*** Data rows

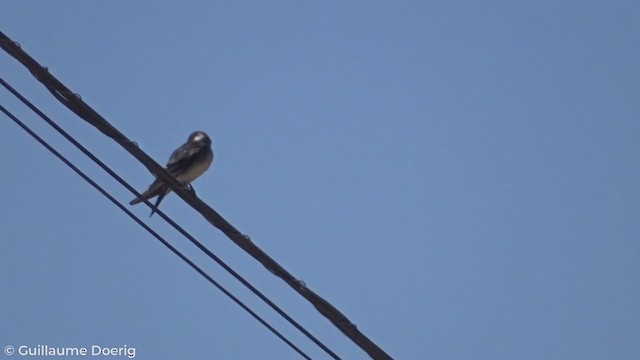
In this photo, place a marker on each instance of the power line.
(74, 103)
(168, 219)
(151, 231)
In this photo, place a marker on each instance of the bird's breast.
(198, 168)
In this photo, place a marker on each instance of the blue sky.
(459, 178)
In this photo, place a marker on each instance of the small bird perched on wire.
(186, 164)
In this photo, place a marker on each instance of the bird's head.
(199, 137)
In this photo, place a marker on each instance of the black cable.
(151, 231)
(74, 103)
(168, 219)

******

Work required: Extract the text of all the records above word for word, omitting the pictures.

Solution to the problem:
In this photo, place a marker on each instance of the power line.
(74, 103)
(168, 219)
(151, 231)
In this photo, place a marker on each instance of the bird's breast.
(198, 168)
In this photo, place a marker on each instance of the blue sky.
(459, 178)
In this photo, place a marker on each instance of the small bird perched on wire.
(186, 164)
In this photo, place a marker on each instance of the bird's head.
(199, 137)
In this photo, place a marker on each instance of the black cable.
(151, 231)
(74, 103)
(168, 219)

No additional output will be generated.